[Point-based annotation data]
** BEGIN **
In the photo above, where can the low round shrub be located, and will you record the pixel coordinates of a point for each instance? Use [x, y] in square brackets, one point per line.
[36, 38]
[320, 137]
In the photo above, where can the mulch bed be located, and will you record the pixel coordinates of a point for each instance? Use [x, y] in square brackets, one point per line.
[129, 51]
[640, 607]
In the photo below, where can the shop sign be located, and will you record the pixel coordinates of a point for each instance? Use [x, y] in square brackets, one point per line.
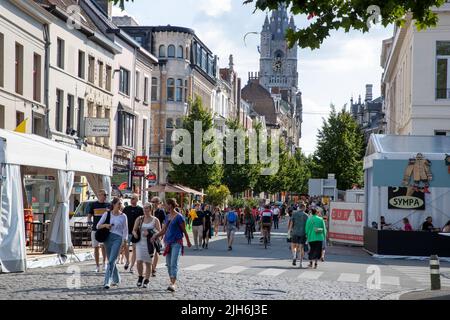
[140, 161]
[405, 198]
[138, 173]
[97, 127]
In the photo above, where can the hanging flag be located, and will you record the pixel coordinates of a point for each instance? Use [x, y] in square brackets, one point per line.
** END **
Problem requirements -> Reproduce all of the records above line for line, with no changes to the text, and omit the pictures.

Correct response ->
In the photo above, where can the low round shrub be located, and will you record the pixel coordinates of a point for each instance? Use [x, y] in square brackets, one point per line.
[36, 38]
[320, 137]
In the photo above, where can the mulch bed be located, and will you record the pixel coordinates of a point for each instance? Use [x, y] in square brackets, one point per line.
[129, 51]
[640, 607]
In the photo below, where can the shop sign be located, and will you record the pixel coordinates of a point for each instance? Use [x, y] in square brackets, one point per line.
[140, 161]
[405, 198]
[138, 173]
[97, 127]
In the photo above, where can the hanging flag be located, and will you record the pixel coordinates of a point for each instance? Use [x, y] in square brackets, one point per line.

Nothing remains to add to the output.